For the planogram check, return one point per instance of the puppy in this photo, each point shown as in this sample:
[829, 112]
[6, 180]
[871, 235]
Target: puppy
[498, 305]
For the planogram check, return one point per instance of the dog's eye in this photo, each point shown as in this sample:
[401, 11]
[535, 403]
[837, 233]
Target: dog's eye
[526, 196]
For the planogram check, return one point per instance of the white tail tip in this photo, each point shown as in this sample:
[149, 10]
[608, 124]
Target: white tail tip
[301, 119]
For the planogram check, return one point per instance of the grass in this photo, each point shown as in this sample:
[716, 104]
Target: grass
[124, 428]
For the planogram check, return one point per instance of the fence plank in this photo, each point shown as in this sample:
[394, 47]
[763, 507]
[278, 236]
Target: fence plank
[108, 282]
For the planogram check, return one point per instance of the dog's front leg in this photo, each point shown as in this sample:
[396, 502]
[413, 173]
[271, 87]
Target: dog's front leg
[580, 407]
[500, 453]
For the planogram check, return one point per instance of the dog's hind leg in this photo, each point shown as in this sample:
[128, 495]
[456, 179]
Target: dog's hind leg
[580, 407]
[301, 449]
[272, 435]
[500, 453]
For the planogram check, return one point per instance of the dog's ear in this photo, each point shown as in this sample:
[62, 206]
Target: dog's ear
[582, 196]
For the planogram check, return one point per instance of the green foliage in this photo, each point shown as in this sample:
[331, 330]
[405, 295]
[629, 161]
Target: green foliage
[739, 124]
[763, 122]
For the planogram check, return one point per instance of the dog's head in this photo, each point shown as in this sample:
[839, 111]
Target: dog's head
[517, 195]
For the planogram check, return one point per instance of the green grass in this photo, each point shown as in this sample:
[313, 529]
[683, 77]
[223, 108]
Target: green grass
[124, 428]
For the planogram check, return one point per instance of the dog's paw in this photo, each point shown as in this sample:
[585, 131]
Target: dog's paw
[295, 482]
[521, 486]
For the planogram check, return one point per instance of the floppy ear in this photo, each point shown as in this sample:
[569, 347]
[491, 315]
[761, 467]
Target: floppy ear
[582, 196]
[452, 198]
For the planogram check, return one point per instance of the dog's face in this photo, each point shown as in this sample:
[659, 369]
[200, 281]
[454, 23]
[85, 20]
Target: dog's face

________________________________________

EXERCISE DESCRIPTION
Copy out every item above verbatim, reproducing each line without alteration.

RESULT BELOW
For the planogram check, return one point per instance of the puppy in this photo, each point shown as in this sample:
[829, 112]
[6, 180]
[871, 235]
Target: puppy
[498, 305]
For the planogram check, return one point per instance of the dog's eye in this photo, each point shown as in this sample:
[401, 11]
[535, 403]
[837, 233]
Target: dog's eye
[526, 196]
For the planogram check, return one point per instance of the white tail tip in this photo, each point shown as in this sample:
[149, 10]
[608, 124]
Target: white tail tip
[301, 119]
For the planogram check, return one point per instance of the grass in this photo, each point shown as in this sample:
[716, 104]
Target: grass
[124, 428]
For the planogram check, return one point per instance of the fence plank in this photo, each point shown as in this sample:
[394, 47]
[763, 507]
[278, 236]
Target: fence plank
[108, 282]
For the planogram check, return one point per instance of the dog's front leg in this photo, each point shown as in this sample:
[396, 502]
[413, 173]
[271, 87]
Target: dog's front leg
[580, 407]
[500, 453]
For the planogram check, return one point per instance of the dog's hind leg in this photo, each point shown as in this sample:
[128, 495]
[456, 179]
Target: dog's hind leg
[580, 407]
[301, 449]
[272, 435]
[500, 453]
For the planogram check, return one point per instance of the dog's ear in this photo, each point shown as in this sample:
[62, 206]
Target: dog's ear
[582, 196]
For the planogram check, return one point per instance of the green foliage in this photo, each point shown as in this sample:
[331, 330]
[405, 295]
[629, 161]
Target: green foliage
[739, 124]
[763, 122]
For the planogram check, return one point per instance of the dog's head in this photo, each point shown as in this sample:
[839, 111]
Target: dog's head
[517, 195]
For the planogram check, return one point per instance of the green grass in this photo, each point shown as in this sample:
[313, 529]
[683, 77]
[223, 108]
Target: green grass
[124, 428]
For the planogram check, return one point per instance of the dog's paw in this photo, each point shown as in this sample:
[585, 131]
Target: dog's paw
[295, 482]
[521, 486]
For the planogram check, return one point per instance of the floppy ear in this photo, each point shown as in this sample:
[569, 347]
[491, 315]
[761, 467]
Target: floppy ear
[582, 196]
[452, 198]
For the planogram check, return one point per instance of the dog's face in this photo, each point shown as in this sample:
[659, 369]
[200, 281]
[454, 23]
[85, 20]
Target: dog's face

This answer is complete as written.